● **EXERCISE INSTRUCTIONS**: Set down exactly each line of the entries below, beginning at the one that contains "of the gloved" and ending at the last, and no others.

———

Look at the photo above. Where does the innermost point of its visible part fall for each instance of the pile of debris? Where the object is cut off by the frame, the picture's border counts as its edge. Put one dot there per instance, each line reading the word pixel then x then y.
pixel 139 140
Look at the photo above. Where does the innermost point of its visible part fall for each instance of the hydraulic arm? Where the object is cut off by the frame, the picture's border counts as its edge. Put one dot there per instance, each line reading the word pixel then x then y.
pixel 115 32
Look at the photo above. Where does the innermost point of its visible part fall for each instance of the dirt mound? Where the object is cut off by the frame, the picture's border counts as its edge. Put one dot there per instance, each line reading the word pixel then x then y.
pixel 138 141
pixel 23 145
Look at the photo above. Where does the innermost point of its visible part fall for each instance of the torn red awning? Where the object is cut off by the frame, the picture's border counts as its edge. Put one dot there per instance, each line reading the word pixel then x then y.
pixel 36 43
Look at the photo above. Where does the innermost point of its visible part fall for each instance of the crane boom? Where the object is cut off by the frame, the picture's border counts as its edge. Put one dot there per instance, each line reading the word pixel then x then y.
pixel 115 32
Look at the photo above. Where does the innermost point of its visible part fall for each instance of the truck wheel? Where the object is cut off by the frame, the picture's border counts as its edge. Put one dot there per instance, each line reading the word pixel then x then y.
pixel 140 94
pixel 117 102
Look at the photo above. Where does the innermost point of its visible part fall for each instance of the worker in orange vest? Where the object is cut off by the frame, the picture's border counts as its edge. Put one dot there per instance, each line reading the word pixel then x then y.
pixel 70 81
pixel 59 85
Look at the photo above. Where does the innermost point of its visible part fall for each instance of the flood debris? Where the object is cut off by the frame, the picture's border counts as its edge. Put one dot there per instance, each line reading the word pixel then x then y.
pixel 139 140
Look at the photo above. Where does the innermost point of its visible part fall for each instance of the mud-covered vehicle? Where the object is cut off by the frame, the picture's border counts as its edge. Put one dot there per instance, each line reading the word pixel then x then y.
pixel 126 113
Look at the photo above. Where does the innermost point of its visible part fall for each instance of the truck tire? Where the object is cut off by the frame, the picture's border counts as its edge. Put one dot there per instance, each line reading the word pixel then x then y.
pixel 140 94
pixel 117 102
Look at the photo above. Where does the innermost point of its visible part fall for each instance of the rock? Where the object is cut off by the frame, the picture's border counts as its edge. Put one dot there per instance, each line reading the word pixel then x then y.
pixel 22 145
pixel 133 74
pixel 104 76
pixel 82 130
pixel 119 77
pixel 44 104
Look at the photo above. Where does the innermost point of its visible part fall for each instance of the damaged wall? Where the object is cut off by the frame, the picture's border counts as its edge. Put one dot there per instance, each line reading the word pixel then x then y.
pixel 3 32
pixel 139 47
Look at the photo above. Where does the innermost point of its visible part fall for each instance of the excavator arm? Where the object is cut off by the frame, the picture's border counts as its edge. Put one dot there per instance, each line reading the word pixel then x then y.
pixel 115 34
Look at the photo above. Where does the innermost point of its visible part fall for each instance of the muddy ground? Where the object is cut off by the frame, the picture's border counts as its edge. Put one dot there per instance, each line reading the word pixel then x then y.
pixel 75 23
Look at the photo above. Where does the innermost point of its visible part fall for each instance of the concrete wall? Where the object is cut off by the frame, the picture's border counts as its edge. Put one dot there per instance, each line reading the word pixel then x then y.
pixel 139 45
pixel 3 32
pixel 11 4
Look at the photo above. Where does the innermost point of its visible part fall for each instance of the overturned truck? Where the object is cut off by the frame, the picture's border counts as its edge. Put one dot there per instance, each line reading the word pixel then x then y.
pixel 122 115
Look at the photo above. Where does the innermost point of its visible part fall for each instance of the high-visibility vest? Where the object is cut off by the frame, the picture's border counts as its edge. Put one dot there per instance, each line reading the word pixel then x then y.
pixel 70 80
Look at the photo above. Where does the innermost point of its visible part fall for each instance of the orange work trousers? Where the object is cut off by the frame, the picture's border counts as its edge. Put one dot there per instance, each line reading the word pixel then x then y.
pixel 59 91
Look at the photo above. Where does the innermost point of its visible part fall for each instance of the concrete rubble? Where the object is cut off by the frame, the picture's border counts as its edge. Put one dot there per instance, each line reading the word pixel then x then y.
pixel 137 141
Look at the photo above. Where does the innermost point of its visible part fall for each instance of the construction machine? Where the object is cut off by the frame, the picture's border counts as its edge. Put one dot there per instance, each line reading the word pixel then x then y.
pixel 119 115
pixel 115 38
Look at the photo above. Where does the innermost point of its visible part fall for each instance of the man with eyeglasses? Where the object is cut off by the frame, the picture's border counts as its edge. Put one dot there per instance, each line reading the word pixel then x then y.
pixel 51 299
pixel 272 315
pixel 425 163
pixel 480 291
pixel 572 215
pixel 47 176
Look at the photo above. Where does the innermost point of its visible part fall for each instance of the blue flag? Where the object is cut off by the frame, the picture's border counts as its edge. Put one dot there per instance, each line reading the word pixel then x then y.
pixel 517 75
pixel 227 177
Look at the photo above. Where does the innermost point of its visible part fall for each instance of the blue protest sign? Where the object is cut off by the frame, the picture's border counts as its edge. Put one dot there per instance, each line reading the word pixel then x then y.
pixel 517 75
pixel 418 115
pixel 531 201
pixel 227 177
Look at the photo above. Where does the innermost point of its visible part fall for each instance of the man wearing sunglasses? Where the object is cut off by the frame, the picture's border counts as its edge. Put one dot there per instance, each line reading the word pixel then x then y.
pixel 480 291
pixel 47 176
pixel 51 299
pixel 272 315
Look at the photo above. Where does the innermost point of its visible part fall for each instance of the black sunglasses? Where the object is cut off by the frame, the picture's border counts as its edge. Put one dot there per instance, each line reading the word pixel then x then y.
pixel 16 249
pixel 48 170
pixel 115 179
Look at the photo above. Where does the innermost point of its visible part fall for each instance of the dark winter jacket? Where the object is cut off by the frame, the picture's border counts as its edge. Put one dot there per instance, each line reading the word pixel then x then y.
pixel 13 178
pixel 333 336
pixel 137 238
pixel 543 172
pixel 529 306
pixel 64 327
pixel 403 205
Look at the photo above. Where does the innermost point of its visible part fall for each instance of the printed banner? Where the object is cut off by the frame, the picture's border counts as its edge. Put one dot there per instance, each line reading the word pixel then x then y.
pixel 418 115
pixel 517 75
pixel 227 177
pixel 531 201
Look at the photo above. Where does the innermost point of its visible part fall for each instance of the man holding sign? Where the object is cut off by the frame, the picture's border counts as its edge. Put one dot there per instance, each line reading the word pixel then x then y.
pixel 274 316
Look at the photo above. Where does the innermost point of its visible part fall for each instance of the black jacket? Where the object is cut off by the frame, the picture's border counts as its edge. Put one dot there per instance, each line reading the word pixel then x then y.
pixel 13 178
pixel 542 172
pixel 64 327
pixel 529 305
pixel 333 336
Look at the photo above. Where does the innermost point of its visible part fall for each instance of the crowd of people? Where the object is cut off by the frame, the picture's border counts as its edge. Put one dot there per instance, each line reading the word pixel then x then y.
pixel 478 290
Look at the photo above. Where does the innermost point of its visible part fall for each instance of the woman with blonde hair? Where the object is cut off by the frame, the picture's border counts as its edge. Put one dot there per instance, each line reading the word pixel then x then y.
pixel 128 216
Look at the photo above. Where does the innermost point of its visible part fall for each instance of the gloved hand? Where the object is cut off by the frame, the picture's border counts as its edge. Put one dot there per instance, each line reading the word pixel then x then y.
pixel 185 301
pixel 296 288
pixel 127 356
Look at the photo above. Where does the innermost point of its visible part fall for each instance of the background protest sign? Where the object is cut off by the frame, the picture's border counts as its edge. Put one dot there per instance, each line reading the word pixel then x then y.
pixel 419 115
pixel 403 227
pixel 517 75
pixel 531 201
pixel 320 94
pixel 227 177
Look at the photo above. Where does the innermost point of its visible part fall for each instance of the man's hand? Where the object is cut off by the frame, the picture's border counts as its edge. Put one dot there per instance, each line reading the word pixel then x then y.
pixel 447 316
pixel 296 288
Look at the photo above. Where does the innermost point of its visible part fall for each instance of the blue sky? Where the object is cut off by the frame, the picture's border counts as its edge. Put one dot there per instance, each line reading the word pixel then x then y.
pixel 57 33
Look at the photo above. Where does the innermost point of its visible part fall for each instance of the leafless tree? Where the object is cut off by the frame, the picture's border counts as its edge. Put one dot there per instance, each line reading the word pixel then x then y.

———

● **SOLVED EXERCISE**:
Look at the photo above. Where does the innermost point of its visible part fall for each instance of the gloved hand? Where the object is cut off by the frame, the picture's border counts as its edge. Put one dot there per instance, each line reading the word pixel then x then y.
pixel 185 301
pixel 296 288
pixel 127 356
Look at the photo above. Where does the innermost point of its visible part fall for each instance of the background protest sign? Where the object is cut off by the frame, the picture's border counts as its edge. Put one dot there per instance, each line reading the word pixel then x then y.
pixel 419 115
pixel 403 227
pixel 517 75
pixel 531 201
pixel 320 94
pixel 227 177
Look at the photo above. Where does the innermost point of its visible part fall for each instance of the man's hand? Where the object is cut off by the frame, the picture's border counts as its edge. Put one dot there per instance, each line reading the word pixel then x then y.
pixel 447 316
pixel 296 288
Look at the photo above. Where does the innermost point of its visible part fall for each instance of the blue sky? Where the object is cut off by the frame, the picture's border counts as its edge. Put one dot there per instance, each line reading the word pixel then x then y.
pixel 57 33
Look at the photo above. Where does the innermost point of its visible part fall for each instance of the leafless tree? Where the object is cut off by the frame, the picture's border counts as its edge. Put one dot there per instance, each line reading the word pixel then x then y.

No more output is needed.